* [Atividades]
- 1) Segundo o texto sobre custas e honorários, que valor a parte ré deve pagar ao perito?
- 2) Reescreva em forma de lista o parágrafo do texto sobre custas e honorários que começa com "Diante da sucumbência recíproca", mantendo seus fatos principais.
- 3) Reproduza tudo o que vai de "Diante da sucumbência" até "honorários do expert." no texto sobre custas e honorários.

* [Texto apresentado]
# # # #

Diante da sucumbência recíproca, arcam as partes com custas - 70% para o requerido e 30% para a requerente -, isentada a parte ré, na forma do art. 35, h, da Lei Complementar Estadual 156/97. Condeno o réu ao pagamento de honorários advocatícios em favor do advogado da autora, estes que fixo em 10% sobre o valor da condenação. Condeno a parte autora ao pagamento de honorários advocatícios em favor do advogado da parte ré, estes que estabeleço em 10% sobre o valor atualizado da causa. As verbas atinentes à parte autora ficam com a exigibilidade suspensa, na forma do art. 98, § 3º, do Código de Processo Civil.

Como houve também sucumbência quanto ao pedido indenizatório, que envolvia a prova pericial, condeno a parte ré ao pagamento de 70% do custo e autora, ao pagamento de 30% dos honorários do expert.

Todavia, como a parte autora é beneficiária da justiça gratuita e diante da denúncia do Convênio nº 81/2012 e da revogação da Circular nº 20/2015, intime-se o Estado de Santa Catarina para que, nos termos do art. 95,§3º, II, do CPC, proceda ao pagamento do valor de R$ 150,00 equivalente a 30% dos honorários periciais que devem ser arcados pela requerente (a ser corrigido monetariamente desde o arbitramento até a data do efetivo pagamento), no prazo de 15 dias, sob pena de sequestro de valores. A parte ré deve efetuar o pagamento de R$ 350,00 (a ser corrigido monetariamente desde o arbitramento até a data do efetivo pagamento), na forma do art. 91, §2º, do CPC. Autorizada desde já a expedição de alvará ao perito. (f. 153/161)

Ambas as partes recorreram.

# # # #

* [Material extraído]
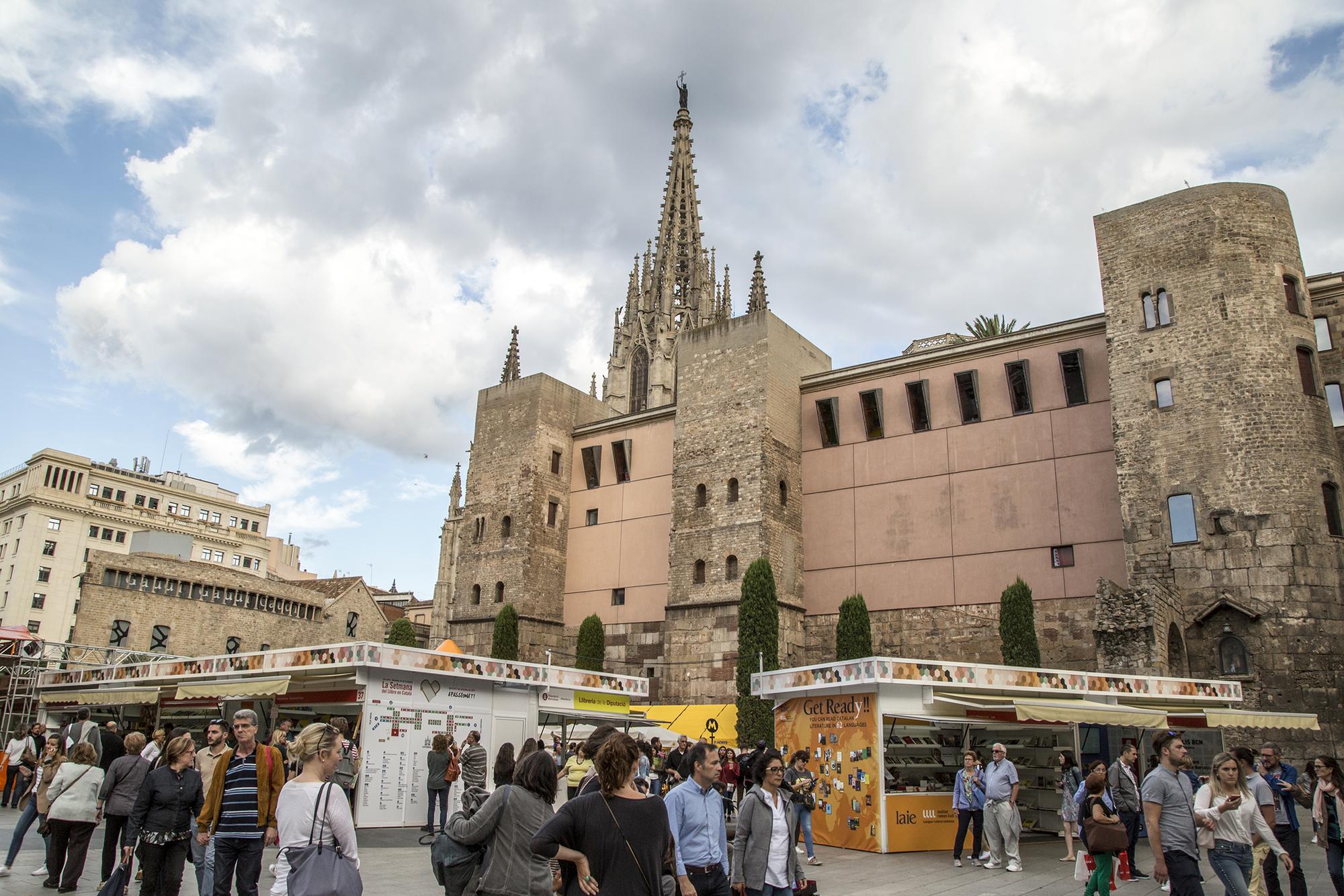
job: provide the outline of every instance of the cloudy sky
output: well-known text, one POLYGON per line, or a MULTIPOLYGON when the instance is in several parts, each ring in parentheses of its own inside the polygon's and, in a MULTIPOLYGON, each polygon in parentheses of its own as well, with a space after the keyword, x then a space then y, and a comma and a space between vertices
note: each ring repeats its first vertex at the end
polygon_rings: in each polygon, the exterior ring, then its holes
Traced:
POLYGON ((149 455, 433 592, 508 330, 586 388, 687 71, 708 244, 836 365, 1101 310, 1091 216, 1292 200, 1344 269, 1322 3, 0 4, 0 467, 149 455), (15 376, 17 373, 17 376, 15 376))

# # # #

* [Respostas]
- 1) R$ 350,00, corrigidos monetariamente desde o arbitramento até a data do efetivo pagamento.

- 2)
- Há sucumbência recíproca. Por isso, as custas cabem 70% ao requerido e 30% à requerente. A parte ré fica isenta, conforme o art. 35, h, da Lei Complementar Estadual 156/97.
- O réu paga honorários ao advogado da autora, fixados em 10% sobre o valor da condenação.
- A autora paga honorários ao advogado da ré, fixados em 10% sobre o valor atualizado da causa.
- As verbas devidas pela autora têm a exigibilidade suspensa, conforme o art. 98, § 3º, do Código de Processo Civil.

- 3)
Diante da sucumbência recíproca, arcam as partes com custas - 70% para o requerido e 30% para a requerente -, isentada a parte ré, na forma do art. 35, h, da Lei Complementar Estadual 156/97. Condeno o réu ao pagamento de honorários advocatícios em favor do advogado da autora, estes que fixo em 10% sobre o valor da condenação. Condeno a parte autora ao pagamento de honorários advocatícios em favor do advogado da parte ré, estes que estabeleço em 10% sobre o valor atualizado da causa. As verbas atinentes à parte autora ficam com a exigibilidade suspensa, na forma do art. 98, § 3º, do Código de Processo Civil.

Como houve também sucumbência quanto ao pedido indenizatório, que envolvia a prova pericial, condeno a parte ré ao pagamento de 70% do custo e autora, ao pagamento de 30% dos honorários do expert.